TEKS YANG DITAMPILKAN:
◇ ◇ ◇ ◇ ◇ ◇ ◇

Sejak 15 tahun lalu, nyaris tiap hari Hatta memulai aktivitasnya dari jam 5 atau 6 pagi dipaotere untuk membeli ikan, dihari biasa modal yang dikantonginya berkisar 600-700 ribu dan dibulan puasa ia biasanya membawa 1 juta rupiah, tak lupa pula untuk menyisihkan uang retribusi masuk Pelelangan sebesar 5 ribu rupiah.
Dengan sepeda motornya ikan dibawa dengan kardus besar ke meja tempat jualannya dipasar karuwisi, sebelum jam 8 biasanya ia telah tiba dan mulai berjualan. tengah hari ketika pasar sudah mulai sepi dari pembeli hatta memilih pulang kerumahnya istirahat yang tak jauh dari pasar, makan dan tidur siang dua hal yang dilakukan mengurangi kepenatan sebelum kembali lagi menjual sekitar pukul 15 atau 16 sore, waktu dimana pembeli kembali ramai pembeli terutama oleh ibu- ibu yang kembali dari aktivitas kantor. Pasar Karuwisi yang terbilang strategis, berposisi ditengah kota Makassar. cukup mudah di akses dari daerah perkantoran Jalan AP. Pettarani dan Panakukang, menjadikannya banyak dikunjungi pagi dan sore hari sebagai tempat belanja kebutuhan konsumsi sehari- hari seperti Ikan, ayam, sayuran, bumbu dapur dll, “ungkap hatta dengan nada datar sambil merapikan tumpukan- tumpukan ikannya”.
Selain siang hari, Kadang pula ia memanfaatkan hari senin atau selasa untuk beristirahat, sekedar bermalasan- malasan atau digunakan untuk mengunjungi keluarga atau berkumpul dengan teman- teman lamanya. sehari penuh ia tak samasekali menjual, biasanya pengunjung pasar kurang, jelas hatta.     
Hari ini, hatta hanya menjual Ikan layang, ikan mairo/ teri, ikan sinrili, udang, dan sayuran lawi-lawi serupa rumput laut (menurutnya sayuran ini sangat enak disantap dengan ikan teri). Jenis ikan yang jual disesuaikan dengan musim, menurut hatta saat- saat seperti ini yaitu musim angin barat nelayan hanya bisa memperoleh ikan jenis ini untuk konsumsi kelas menengah kebawah. Jika cuaca normal hatta bisa menjual banyak jenis ikan seperti Katamba, Lamuru, cepa’, ba’nyara, layang, sinrili, cumi- cumi, cakalang. Sementara jenis ikan yang menjadi andalan atau paling banyak disuka pelanggan yaitu ikan layang, ba’nyara, cakalang.

◇ ◇ ◇ ◇ ◇ ◇ ◇

KETENTUAN LATIHAN:
Tolong salin kembali bagian teks tentang penjual ikan di Pasar Karuwisi, mulai dari kata-kata "Hari ini, hatta" dan berhenti setelah "layang, ba’nyara, cakalang.". Ganti "sinrili" dengan "tongkol" pada salinan itu.

ISI DATA:
◇ ◇ ◇ ◇ ◇ ◇ ◇

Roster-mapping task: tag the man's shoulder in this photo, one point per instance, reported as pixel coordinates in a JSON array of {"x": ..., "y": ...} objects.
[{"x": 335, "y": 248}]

◇ ◇ ◇ ◇ ◇ ◇ ◇

JAWABAN TUGAS:
Hari ini, hatta hanya menjual Ikan layang, ikan mairo/ teri, ikan tongkol, udang, dan sayuran lawi-lawi serupa rumput laut (menurutnya sayuran ini sangat enak disantap dengan ikan teri). Jenis ikan yang jual disesuaikan dengan musim, menurut hatta saat- saat seperti ini yaitu musim angin barat nelayan hanya bisa memperoleh ikan jenis ini untuk konsumsi kelas menengah kebawah. Jika cuaca normal hatta bisa menjual banyak jenis ikan seperti Katamba, Lamuru, cepa’, ba’nyara, layang, tongkol, cumi- cumi, cakalang. Sementara jenis ikan yang menjadi andalan atau paling banyak disuka pelanggan yaitu ikan layang, ba’nyara, cakalang.